Records provided:
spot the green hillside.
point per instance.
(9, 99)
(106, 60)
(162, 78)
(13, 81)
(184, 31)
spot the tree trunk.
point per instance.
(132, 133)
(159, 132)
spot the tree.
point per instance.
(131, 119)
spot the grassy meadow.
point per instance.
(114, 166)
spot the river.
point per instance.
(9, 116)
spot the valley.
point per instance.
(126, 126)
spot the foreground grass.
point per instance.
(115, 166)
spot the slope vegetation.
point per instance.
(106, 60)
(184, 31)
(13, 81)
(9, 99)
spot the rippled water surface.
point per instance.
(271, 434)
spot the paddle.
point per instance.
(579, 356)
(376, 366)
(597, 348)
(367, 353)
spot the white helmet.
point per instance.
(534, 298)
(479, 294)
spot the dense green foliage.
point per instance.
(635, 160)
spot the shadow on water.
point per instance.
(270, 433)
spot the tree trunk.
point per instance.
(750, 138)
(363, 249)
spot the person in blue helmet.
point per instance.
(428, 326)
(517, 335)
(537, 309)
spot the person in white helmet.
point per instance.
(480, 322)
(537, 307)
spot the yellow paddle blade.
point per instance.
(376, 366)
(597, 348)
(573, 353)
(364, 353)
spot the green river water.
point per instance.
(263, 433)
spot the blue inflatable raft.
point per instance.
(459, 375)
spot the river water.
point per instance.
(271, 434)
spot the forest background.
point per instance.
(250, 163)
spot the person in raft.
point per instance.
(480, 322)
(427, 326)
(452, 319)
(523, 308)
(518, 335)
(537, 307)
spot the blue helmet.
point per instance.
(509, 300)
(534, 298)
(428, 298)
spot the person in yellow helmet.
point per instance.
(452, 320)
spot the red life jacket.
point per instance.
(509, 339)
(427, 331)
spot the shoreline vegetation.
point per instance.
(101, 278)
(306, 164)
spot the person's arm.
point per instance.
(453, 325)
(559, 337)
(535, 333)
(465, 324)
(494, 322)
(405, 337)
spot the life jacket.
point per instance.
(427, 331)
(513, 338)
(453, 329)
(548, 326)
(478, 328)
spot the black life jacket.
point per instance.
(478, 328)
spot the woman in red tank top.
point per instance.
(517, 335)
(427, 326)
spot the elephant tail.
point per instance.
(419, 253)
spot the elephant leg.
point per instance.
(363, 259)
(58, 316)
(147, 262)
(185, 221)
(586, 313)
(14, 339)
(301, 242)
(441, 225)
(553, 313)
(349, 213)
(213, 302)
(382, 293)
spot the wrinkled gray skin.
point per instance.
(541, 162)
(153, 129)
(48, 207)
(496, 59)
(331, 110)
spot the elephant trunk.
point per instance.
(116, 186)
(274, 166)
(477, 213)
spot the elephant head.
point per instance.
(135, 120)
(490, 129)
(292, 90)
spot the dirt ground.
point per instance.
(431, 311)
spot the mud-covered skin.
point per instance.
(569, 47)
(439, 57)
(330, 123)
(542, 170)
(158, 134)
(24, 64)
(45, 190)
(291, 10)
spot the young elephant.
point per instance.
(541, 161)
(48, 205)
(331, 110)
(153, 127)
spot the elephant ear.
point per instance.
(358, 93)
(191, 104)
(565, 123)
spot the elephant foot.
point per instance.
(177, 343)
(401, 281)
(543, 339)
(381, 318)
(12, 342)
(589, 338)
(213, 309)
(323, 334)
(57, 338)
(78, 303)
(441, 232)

Task to carry out: Starting at the line containing "spot the black life jacket." and ending at the last line of the data, write out every line again, the text lines included, and shift each coordinate in the answer points by adding 103.

Written response:
spot the black life jacket.
point per instance.
(581, 431)
spot the woman in red tank top.
point per instance.
(620, 438)
(530, 429)
spot the elephant tail.
point per instance.
(522, 356)
spot the elephant leg.
point per instance.
(466, 362)
(161, 419)
(250, 365)
(288, 324)
(689, 416)
(117, 442)
(404, 345)
(544, 328)
(656, 416)
(452, 316)
(316, 405)
(485, 396)
spot the wrinkled gray skin.
point per instance.
(644, 265)
(256, 232)
(151, 310)
(599, 162)
(434, 213)
spot the elephant trunk.
point per instance.
(219, 289)
(377, 269)
(580, 316)
spot the elephant head.
point per instance.
(238, 223)
(593, 232)
(395, 193)
spot the dirt ground.
point per instance.
(534, 414)
spot the mud-covered skin.
point per instance.
(672, 150)
(542, 160)
(433, 226)
(645, 273)
(261, 237)
(127, 167)
(148, 293)
(394, 113)
spot the young elephant.
point per instance.
(644, 264)
(151, 308)
(434, 213)
(256, 230)
spot the elephant ear.
point per instance.
(461, 196)
(294, 207)
(668, 226)
spot the elephant foot.
point per instance.
(280, 446)
(504, 384)
(646, 442)
(484, 421)
(115, 445)
(692, 441)
(316, 412)
(426, 437)
(160, 441)
(181, 406)
(544, 335)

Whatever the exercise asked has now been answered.